#### ENTRIES SHOWN

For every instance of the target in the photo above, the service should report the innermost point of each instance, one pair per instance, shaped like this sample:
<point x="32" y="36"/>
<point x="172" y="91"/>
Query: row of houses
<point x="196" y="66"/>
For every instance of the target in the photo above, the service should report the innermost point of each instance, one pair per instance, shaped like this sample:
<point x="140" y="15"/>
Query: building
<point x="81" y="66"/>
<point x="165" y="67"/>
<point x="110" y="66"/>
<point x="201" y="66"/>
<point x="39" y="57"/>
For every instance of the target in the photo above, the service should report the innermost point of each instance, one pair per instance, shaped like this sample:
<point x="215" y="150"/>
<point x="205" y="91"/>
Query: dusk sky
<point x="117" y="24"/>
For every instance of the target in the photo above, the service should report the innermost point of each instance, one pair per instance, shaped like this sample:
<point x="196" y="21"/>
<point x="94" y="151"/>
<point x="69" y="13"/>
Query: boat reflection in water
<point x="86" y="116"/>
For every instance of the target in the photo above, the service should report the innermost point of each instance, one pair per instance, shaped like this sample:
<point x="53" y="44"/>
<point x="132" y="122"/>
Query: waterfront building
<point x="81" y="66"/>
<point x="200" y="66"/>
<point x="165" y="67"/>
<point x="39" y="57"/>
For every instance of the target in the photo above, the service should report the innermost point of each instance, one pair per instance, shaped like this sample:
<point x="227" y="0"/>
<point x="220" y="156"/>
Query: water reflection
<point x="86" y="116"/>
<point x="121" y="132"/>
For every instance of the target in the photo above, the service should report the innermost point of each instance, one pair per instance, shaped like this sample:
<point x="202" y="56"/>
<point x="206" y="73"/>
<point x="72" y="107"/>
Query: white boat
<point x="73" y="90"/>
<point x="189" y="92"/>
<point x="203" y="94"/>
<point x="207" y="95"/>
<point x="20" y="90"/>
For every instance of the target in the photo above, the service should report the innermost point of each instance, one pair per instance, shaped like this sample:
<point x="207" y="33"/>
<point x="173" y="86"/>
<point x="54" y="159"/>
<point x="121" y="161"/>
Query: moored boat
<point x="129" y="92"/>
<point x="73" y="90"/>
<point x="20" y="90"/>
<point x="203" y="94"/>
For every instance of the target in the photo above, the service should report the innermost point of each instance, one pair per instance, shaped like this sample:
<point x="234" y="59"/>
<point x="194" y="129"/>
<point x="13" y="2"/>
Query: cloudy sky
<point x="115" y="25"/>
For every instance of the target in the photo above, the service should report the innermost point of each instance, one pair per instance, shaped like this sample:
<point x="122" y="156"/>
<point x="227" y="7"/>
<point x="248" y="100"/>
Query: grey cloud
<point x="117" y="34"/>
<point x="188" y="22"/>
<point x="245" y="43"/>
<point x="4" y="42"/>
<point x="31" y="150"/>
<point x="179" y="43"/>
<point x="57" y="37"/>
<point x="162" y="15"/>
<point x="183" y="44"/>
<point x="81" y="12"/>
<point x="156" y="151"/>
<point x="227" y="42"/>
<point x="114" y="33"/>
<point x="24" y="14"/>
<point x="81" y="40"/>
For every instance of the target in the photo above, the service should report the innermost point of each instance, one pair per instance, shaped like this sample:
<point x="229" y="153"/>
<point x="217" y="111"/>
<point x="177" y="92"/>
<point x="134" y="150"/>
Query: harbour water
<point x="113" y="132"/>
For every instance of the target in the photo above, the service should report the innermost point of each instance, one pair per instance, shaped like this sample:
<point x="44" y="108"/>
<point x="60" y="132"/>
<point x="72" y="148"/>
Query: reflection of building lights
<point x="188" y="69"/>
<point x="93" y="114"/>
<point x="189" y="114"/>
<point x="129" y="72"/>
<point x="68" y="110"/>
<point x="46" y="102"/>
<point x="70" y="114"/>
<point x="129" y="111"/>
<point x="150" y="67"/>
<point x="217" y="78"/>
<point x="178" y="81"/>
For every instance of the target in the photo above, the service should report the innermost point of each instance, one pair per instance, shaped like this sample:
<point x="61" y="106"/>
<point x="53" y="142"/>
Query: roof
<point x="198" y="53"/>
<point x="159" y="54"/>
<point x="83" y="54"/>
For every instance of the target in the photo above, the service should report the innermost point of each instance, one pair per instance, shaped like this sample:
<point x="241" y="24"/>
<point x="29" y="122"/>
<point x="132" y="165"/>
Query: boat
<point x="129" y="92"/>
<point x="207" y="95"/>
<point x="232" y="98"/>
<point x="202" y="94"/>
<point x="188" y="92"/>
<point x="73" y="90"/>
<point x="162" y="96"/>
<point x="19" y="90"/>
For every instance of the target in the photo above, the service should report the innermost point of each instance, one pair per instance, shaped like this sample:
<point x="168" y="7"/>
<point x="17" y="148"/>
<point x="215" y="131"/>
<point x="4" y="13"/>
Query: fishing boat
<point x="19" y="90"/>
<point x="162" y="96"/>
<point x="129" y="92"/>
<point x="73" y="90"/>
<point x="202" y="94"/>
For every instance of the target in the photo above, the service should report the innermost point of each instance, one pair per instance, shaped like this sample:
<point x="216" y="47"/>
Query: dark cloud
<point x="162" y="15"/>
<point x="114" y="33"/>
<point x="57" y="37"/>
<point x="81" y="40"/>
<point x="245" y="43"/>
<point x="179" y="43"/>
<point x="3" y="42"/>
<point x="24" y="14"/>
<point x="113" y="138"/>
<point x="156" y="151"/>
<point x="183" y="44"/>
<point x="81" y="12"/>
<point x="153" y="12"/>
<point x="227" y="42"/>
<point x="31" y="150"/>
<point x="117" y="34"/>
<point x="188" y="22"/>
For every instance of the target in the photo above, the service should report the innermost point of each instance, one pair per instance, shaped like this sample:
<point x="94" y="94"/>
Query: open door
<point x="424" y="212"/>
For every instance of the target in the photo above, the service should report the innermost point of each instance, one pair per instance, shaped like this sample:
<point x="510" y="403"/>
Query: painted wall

########

• TASK REQUIREMENTS:
All of the entries above need to be reproduced exactly.

• RESULT OF THIS EXERCISE:
For every instance of the target in the photo above, the service should report the innermost point of each instance, one pair per instance, shaped like this sample:
<point x="32" y="36"/>
<point x="172" y="91"/>
Query: row of houses
<point x="196" y="66"/>
For every instance of the target in the photo above, the service should report the innermost point of each instance, one pair per instance, shaped like this sample:
<point x="140" y="15"/>
Query: building
<point x="81" y="66"/>
<point x="165" y="67"/>
<point x="110" y="66"/>
<point x="201" y="66"/>
<point x="39" y="57"/>
For every instance of the target in the photo above, the service should report the innermost point of each instance, one pair per instance, shaped like this sample:
<point x="215" y="150"/>
<point x="205" y="91"/>
Query: dusk sky
<point x="117" y="24"/>
For every instance of the target in the photo above, the service should report the innermost point of each instance, one pair per instance, shaped like this sample:
<point x="196" y="21"/>
<point x="94" y="151"/>
<point x="69" y="13"/>
Query: boat reflection in water
<point x="86" y="116"/>
For every instance of the target in the photo above, the service should report the innermost point of each instance, one pair per instance, shaped like this sample:
<point x="53" y="44"/>
<point x="132" y="122"/>
Query: waterfront building
<point x="81" y="66"/>
<point x="200" y="66"/>
<point x="165" y="67"/>
<point x="39" y="57"/>
For every instance of the target in the photo above, the service should report the innermost point of each instance, one pair per instance, shaped like this sample:
<point x="227" y="0"/>
<point x="220" y="156"/>
Query: water reflection
<point x="86" y="116"/>
<point x="121" y="132"/>
For every instance of the target in the photo above, the service should report the innermost point of each instance, one pair per instance, shaped like this sample:
<point x="202" y="56"/>
<point x="206" y="73"/>
<point x="72" y="107"/>
Query: white boat
<point x="73" y="90"/>
<point x="189" y="92"/>
<point x="203" y="94"/>
<point x="207" y="95"/>
<point x="20" y="90"/>
For every instance of the target in the photo above, the service should report the innermost point of each instance, one pair per instance, shaped like this sample:
<point x="207" y="33"/>
<point x="173" y="86"/>
<point x="54" y="159"/>
<point x="121" y="161"/>
Query: moored boat
<point x="129" y="92"/>
<point x="73" y="90"/>
<point x="20" y="90"/>
<point x="203" y="94"/>
For every instance of the target in the photo above, the service should report the innermost point of each instance, one pair per instance, shaped like this sample:
<point x="234" y="59"/>
<point x="194" y="129"/>
<point x="13" y="2"/>
Query: cloudy sky
<point x="115" y="25"/>
For every instance of the target in the photo above, the service should report the innermost point of each instance, one pair per instance, shaped like this sample:
<point x="122" y="156"/>
<point x="227" y="7"/>
<point x="248" y="100"/>
Query: grey cloud
<point x="117" y="34"/>
<point x="188" y="22"/>
<point x="245" y="43"/>
<point x="4" y="42"/>
<point x="31" y="150"/>
<point x="179" y="43"/>
<point x="57" y="37"/>
<point x="162" y="15"/>
<point x="183" y="44"/>
<point x="81" y="12"/>
<point x="156" y="151"/>
<point x="227" y="42"/>
<point x="114" y="33"/>
<point x="24" y="14"/>
<point x="81" y="40"/>
For every instance of the target in the photo above, the service should report the innermost point of each instance, one pair per instance, shaped like this sample:
<point x="229" y="153"/>
<point x="217" y="111"/>
<point x="177" y="92"/>
<point x="134" y="150"/>
Query: harbour water
<point x="113" y="132"/>
For every instance of the target in the photo above, the service should report the innermost point of each instance, one pair per instance, shaped like this sample:
<point x="44" y="108"/>
<point x="60" y="132"/>
<point x="72" y="148"/>
Query: reflection of building lights
<point x="188" y="69"/>
<point x="93" y="114"/>
<point x="189" y="114"/>
<point x="129" y="72"/>
<point x="68" y="110"/>
<point x="46" y="102"/>
<point x="70" y="114"/>
<point x="129" y="111"/>
<point x="150" y="67"/>
<point x="217" y="78"/>
<point x="178" y="81"/>
For every instance of the target in the photo above, the service should report the innermost point of each instance, one pair per instance, shaped like this sample:
<point x="61" y="106"/>
<point x="53" y="142"/>
Query: roof
<point x="198" y="53"/>
<point x="159" y="54"/>
<point x="83" y="54"/>
For every instance of the target in the photo above, the service should report the innermost point of each instance, one pair per instance, shaped like this sample:
<point x="241" y="24"/>
<point x="29" y="122"/>
<point x="132" y="165"/>
Query: boat
<point x="129" y="92"/>
<point x="207" y="95"/>
<point x="232" y="98"/>
<point x="202" y="94"/>
<point x="188" y="92"/>
<point x="73" y="90"/>
<point x="162" y="96"/>
<point x="19" y="90"/>
For every instance of the target in the photo above, the service should report the innermost point of each instance, one pair per instance, shaped like this sample:
<point x="168" y="7"/>
<point x="17" y="148"/>
<point x="215" y="131"/>
<point x="4" y="13"/>
Query: fishing boat
<point x="19" y="90"/>
<point x="162" y="96"/>
<point x="129" y="92"/>
<point x="73" y="90"/>
<point x="202" y="94"/>
For every instance of the target in the photo above, the service should report the innermost point of each instance, one pair per instance, shaped like this sample:
<point x="216" y="47"/>
Query: dark cloud
<point x="162" y="15"/>
<point x="114" y="33"/>
<point x="57" y="37"/>
<point x="81" y="40"/>
<point x="245" y="43"/>
<point x="179" y="43"/>
<point x="3" y="42"/>
<point x="24" y="14"/>
<point x="113" y="138"/>
<point x="156" y="151"/>
<point x="183" y="44"/>
<point x="81" y="12"/>
<point x="153" y="12"/>
<point x="227" y="42"/>
<point x="31" y="150"/>
<point x="117" y="34"/>
<point x="188" y="22"/>
For every instance of the target in the photo above, the service should report the innermost point of each instance, one pair per instance, shaped like this sample:
<point x="94" y="94"/>
Query: open door
<point x="424" y="212"/>
For every instance of the target in the photo above, the service should report the innermost point of each instance, one pair per instance, shaped like this sample:
<point x="510" y="403"/>
Query: painted wall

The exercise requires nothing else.